== Data for the task ==
↓↓↓

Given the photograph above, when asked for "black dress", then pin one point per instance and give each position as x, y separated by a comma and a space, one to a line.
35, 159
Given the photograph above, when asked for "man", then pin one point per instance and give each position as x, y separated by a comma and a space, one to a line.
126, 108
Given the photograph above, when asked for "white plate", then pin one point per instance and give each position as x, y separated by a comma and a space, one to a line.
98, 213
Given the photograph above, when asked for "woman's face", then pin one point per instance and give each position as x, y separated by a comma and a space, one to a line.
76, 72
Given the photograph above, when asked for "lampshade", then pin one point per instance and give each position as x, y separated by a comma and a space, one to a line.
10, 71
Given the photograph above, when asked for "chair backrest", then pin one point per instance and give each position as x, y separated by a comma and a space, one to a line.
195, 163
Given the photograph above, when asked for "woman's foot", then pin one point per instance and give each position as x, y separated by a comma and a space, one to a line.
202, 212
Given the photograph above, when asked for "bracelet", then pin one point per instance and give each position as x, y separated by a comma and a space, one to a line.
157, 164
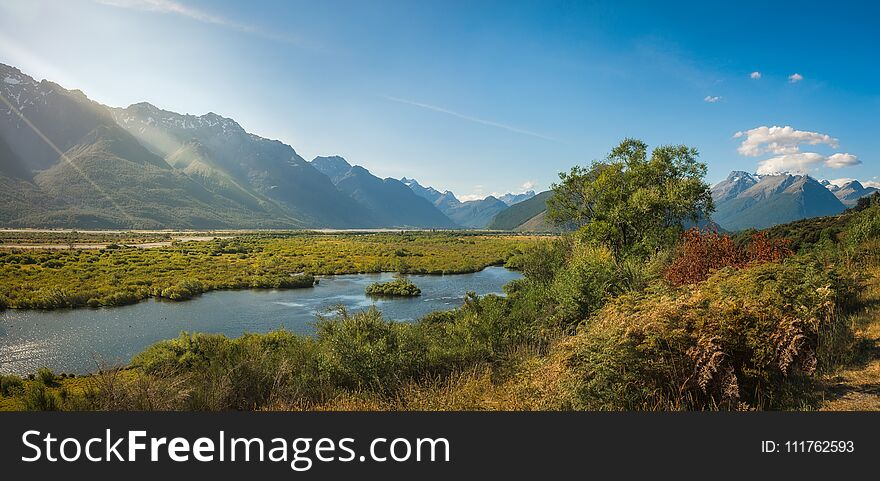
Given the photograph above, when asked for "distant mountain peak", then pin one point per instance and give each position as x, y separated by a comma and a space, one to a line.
744, 200
149, 114
848, 191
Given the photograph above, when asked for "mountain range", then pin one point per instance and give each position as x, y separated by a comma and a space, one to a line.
742, 201
474, 214
849, 192
745, 200
67, 161
389, 201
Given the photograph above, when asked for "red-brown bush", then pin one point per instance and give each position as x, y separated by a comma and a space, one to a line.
702, 251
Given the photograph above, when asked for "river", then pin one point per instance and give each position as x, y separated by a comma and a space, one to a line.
79, 340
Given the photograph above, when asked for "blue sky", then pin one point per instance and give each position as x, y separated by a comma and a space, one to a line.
482, 97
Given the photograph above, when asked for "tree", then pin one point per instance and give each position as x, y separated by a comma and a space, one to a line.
631, 203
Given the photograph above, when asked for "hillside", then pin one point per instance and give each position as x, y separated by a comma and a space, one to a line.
390, 202
266, 175
850, 192
744, 201
474, 214
522, 213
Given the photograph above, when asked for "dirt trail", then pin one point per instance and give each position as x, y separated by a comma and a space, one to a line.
858, 388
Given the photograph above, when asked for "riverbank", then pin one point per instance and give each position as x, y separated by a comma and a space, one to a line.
83, 340
117, 275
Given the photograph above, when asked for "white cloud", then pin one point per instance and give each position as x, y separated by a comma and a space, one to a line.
837, 161
800, 163
172, 7
803, 162
779, 140
469, 118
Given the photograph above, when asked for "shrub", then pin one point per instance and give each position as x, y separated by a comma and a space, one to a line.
10, 385
746, 338
583, 284
187, 289
45, 376
702, 251
400, 287
37, 397
362, 350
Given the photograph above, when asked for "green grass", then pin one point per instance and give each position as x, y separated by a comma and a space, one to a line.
47, 279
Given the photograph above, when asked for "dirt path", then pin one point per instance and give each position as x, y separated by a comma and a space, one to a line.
858, 388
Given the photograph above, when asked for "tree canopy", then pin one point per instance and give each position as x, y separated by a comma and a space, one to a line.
632, 203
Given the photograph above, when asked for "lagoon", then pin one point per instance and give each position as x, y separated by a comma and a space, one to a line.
81, 340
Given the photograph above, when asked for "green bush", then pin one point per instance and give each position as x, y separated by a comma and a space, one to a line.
362, 350
583, 284
46, 376
37, 397
10, 385
400, 287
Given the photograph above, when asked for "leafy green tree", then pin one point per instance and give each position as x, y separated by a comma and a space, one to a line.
632, 203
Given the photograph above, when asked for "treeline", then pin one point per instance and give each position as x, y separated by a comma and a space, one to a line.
623, 314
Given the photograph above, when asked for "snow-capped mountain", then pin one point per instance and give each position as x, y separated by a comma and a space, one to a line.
744, 200
849, 192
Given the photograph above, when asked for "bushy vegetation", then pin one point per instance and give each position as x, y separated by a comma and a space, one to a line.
400, 287
700, 321
47, 279
701, 252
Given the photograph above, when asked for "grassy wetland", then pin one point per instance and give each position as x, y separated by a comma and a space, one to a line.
625, 312
118, 274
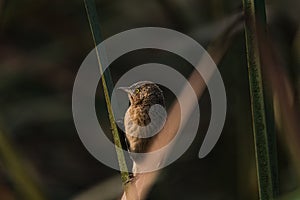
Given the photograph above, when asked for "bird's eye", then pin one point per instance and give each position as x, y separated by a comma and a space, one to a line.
137, 90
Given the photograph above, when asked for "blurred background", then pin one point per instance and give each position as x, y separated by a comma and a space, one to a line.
42, 45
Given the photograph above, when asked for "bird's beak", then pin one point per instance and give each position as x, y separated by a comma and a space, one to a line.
125, 89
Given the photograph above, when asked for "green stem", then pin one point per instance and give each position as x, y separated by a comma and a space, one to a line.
107, 87
262, 151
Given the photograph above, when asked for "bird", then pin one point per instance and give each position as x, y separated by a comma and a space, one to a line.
144, 118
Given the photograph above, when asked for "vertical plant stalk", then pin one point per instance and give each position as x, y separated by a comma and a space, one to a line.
269, 107
262, 151
107, 87
25, 186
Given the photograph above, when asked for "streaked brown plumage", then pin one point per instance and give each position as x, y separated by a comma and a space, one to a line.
142, 95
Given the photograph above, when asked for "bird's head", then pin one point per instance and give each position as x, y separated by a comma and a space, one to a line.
144, 93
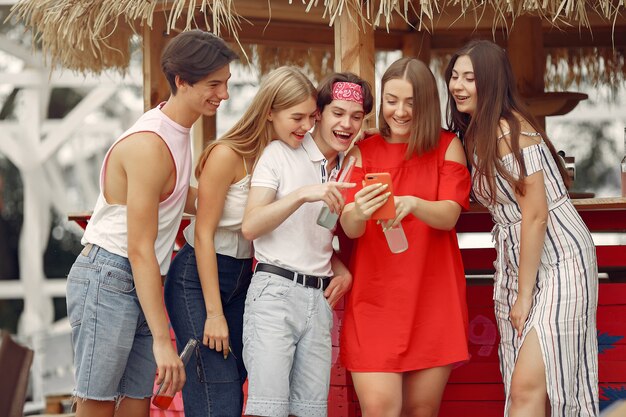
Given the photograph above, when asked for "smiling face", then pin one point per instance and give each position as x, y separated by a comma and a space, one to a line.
205, 96
340, 121
462, 85
397, 108
291, 124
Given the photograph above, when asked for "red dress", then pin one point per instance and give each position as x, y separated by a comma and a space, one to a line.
407, 311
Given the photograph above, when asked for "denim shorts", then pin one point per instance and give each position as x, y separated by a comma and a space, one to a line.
112, 342
287, 348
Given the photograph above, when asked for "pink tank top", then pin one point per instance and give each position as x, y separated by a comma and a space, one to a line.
108, 228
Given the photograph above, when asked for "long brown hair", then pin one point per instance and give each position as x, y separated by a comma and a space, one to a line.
281, 89
426, 117
496, 99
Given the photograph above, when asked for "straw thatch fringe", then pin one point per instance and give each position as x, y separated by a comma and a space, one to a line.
92, 35
570, 68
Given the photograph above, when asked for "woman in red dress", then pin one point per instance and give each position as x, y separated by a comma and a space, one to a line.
405, 322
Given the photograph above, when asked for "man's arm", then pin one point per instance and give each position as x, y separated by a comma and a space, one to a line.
146, 183
190, 203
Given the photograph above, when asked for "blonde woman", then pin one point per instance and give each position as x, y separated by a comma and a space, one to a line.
206, 286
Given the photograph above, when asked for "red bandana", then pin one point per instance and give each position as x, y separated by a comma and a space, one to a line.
347, 91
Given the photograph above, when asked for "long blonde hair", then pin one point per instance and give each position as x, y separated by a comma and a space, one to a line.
281, 89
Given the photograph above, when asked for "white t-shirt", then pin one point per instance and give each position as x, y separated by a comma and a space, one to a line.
299, 243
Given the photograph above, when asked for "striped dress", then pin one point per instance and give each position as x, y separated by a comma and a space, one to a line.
565, 296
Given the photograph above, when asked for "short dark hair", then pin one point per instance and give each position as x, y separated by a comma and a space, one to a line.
325, 90
193, 55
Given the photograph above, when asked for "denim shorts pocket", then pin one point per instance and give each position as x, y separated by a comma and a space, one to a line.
116, 280
274, 291
76, 295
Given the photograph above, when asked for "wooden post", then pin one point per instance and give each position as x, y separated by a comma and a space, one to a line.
417, 45
528, 59
354, 50
155, 86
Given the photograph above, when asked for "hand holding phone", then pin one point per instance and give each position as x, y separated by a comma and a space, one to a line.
388, 210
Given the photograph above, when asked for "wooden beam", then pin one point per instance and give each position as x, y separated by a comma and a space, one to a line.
155, 86
354, 51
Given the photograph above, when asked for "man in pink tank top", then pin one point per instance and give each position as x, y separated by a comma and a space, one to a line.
120, 331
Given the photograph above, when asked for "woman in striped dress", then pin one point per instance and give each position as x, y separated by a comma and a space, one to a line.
546, 280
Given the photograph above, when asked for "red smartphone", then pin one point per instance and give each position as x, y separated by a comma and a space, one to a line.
388, 210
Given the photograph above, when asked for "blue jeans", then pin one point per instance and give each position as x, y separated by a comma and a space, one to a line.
214, 385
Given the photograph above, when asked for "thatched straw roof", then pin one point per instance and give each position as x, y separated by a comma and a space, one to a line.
92, 35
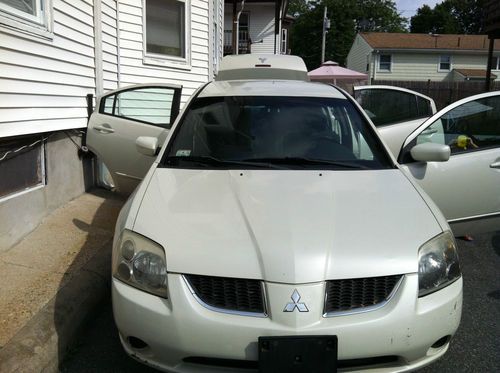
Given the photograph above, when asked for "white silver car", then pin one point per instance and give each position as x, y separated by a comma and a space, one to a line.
274, 231
395, 111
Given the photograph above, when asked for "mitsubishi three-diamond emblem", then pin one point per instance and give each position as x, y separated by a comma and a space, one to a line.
301, 306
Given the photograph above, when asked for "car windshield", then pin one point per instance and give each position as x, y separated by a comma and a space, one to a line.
274, 132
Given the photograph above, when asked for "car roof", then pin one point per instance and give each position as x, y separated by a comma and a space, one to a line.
262, 66
279, 88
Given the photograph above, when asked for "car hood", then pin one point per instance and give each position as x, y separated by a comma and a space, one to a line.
284, 225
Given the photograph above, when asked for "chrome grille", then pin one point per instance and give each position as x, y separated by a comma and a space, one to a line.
358, 293
228, 294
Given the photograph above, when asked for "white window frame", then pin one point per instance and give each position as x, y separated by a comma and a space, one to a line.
16, 20
183, 63
439, 63
284, 41
378, 63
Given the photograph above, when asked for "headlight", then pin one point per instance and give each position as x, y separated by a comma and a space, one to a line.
140, 263
438, 264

↑↑↑

== Exercise objective ==
Please pull out every line in the rows above that contains the word "brown".

== Reply ==
Given the photograph above, when asked for "red-brown bush", then pin one point per instance and give each position as x, y separated by a comma and a space, one to a line.
Given the photograph above, when asked for "streaked brown plumage", then pin one point per instance and give each position as x, y separated by a comma and a space, one to a line.
Given the photograph above, when asked for "long brown hair", then pin one point per instance and give each position as x, y separated by a comma and a space, one to a line.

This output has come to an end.